▶ _Prompt_: Scan the records for "windmill" and copy each line that contains it.

[[ Provided records open ]]

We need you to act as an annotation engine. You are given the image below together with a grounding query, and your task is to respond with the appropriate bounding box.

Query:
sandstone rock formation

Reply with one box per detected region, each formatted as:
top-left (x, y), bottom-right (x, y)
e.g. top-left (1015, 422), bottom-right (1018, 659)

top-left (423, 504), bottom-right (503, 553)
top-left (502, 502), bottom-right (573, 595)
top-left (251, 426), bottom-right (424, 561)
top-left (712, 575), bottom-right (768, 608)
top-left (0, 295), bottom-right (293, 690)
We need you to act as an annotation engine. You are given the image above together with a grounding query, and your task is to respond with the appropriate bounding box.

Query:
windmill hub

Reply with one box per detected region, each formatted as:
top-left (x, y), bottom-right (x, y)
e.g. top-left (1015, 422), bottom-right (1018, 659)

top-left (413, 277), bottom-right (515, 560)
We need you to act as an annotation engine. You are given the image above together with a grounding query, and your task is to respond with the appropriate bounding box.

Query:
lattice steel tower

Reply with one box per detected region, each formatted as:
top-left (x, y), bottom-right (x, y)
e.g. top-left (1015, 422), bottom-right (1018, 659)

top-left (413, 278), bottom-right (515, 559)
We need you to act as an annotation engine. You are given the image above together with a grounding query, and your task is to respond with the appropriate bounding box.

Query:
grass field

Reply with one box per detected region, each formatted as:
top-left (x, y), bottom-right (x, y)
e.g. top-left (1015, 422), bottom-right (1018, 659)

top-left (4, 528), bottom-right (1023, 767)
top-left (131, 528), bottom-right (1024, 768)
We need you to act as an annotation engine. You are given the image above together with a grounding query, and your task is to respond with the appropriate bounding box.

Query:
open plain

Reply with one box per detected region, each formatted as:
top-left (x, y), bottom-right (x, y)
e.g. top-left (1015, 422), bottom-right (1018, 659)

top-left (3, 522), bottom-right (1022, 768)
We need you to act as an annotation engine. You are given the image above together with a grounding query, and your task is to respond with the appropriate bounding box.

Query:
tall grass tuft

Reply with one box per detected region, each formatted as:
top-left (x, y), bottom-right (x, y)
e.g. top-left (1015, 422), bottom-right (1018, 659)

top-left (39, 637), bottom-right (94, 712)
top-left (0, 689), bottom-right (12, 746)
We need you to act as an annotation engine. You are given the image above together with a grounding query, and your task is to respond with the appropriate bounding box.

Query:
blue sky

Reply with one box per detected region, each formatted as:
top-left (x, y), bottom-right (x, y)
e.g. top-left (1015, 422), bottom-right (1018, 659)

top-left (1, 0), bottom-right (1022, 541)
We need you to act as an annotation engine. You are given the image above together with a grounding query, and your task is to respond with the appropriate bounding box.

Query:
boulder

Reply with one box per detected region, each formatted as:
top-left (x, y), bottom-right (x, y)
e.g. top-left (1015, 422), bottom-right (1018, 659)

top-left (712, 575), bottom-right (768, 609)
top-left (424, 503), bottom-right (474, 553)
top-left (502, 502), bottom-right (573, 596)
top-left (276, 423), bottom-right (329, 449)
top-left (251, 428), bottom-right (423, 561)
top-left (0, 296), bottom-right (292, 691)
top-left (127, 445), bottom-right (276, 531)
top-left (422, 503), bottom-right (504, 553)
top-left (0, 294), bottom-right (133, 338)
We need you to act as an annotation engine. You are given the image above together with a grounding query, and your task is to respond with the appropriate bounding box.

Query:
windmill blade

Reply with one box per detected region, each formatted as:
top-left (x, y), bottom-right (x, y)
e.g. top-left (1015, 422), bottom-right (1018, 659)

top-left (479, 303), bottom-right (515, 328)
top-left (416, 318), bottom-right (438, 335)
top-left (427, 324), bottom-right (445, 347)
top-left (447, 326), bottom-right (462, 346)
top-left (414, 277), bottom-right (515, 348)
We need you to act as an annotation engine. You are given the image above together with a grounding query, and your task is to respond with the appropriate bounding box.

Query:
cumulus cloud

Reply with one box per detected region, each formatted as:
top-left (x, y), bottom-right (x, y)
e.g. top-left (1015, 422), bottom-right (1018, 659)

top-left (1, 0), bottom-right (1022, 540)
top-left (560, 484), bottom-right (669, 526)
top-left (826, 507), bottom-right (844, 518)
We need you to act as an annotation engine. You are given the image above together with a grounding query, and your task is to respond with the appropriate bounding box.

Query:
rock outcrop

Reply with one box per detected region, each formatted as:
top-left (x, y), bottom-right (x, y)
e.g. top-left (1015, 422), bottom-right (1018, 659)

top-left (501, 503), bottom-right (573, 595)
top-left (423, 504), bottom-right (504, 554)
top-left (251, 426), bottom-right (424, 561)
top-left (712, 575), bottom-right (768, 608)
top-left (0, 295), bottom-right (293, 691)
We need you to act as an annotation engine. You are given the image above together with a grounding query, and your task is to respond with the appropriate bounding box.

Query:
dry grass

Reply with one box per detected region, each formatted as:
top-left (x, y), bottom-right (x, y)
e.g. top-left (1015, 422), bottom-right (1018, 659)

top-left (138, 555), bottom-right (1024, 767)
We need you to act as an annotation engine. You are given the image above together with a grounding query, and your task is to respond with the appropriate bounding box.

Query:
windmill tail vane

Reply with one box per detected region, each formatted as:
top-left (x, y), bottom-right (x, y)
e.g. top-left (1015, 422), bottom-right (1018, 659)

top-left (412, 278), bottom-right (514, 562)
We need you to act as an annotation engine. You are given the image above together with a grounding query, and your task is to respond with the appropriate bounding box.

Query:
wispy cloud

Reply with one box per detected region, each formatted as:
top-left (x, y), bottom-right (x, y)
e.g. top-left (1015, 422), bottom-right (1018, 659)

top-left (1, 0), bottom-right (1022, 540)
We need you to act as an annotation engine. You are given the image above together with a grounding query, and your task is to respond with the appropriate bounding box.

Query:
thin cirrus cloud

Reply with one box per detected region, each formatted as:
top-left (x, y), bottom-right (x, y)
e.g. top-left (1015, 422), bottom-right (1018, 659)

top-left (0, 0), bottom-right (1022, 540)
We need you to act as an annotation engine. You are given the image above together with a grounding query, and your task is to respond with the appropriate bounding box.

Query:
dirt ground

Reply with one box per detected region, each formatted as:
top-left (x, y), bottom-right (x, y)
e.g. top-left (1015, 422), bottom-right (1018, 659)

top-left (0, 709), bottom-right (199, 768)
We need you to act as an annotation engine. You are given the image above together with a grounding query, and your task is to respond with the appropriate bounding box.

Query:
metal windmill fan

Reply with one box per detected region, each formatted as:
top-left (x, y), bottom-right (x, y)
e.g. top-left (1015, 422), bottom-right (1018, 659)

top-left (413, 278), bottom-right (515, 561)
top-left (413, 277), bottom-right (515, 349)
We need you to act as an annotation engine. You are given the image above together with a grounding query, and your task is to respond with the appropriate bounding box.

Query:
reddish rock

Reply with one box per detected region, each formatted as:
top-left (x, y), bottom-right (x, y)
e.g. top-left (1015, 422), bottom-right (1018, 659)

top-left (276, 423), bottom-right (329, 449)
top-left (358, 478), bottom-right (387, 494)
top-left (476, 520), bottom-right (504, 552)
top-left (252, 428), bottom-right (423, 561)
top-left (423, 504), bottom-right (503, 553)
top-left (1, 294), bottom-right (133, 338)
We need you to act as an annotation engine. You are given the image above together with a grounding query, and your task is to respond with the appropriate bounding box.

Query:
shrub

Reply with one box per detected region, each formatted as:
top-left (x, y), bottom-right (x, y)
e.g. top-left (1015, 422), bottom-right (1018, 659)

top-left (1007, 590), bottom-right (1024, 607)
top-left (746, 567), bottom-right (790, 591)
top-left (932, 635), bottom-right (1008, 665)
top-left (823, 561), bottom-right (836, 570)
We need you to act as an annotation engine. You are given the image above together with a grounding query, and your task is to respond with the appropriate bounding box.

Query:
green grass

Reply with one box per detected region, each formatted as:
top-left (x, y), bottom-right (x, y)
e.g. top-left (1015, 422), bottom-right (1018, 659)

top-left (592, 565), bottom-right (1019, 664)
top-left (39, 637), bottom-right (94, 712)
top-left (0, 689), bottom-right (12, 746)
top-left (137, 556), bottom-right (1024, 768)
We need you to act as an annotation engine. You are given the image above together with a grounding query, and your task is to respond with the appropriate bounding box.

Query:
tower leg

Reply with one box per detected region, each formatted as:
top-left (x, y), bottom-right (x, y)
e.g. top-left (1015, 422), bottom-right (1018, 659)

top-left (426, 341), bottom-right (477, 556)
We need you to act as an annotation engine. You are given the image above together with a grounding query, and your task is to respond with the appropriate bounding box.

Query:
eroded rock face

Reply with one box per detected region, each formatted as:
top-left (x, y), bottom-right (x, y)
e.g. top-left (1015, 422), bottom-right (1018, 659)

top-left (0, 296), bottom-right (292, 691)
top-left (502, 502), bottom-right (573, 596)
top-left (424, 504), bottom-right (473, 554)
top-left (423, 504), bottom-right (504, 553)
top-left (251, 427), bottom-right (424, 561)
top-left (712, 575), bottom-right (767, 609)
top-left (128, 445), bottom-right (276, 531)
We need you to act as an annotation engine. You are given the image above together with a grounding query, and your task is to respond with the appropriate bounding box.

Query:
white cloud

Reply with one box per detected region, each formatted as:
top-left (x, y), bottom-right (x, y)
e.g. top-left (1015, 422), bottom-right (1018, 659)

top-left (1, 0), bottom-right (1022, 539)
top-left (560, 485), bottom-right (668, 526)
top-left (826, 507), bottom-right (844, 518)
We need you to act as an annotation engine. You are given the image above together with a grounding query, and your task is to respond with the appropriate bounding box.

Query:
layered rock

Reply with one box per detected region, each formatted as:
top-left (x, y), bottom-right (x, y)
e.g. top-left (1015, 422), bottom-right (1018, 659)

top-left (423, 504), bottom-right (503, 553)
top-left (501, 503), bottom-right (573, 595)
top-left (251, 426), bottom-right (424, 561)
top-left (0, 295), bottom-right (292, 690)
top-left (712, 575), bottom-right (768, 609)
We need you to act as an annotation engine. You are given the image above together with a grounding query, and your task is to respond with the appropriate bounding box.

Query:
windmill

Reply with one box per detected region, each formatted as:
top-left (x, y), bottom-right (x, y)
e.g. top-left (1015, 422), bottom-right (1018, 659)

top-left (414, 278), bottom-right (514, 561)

[[ Provided records closed ]]

▶ _Response area_:
windmill hub
windmill blade
windmill tail vane
metal windmill fan
windmill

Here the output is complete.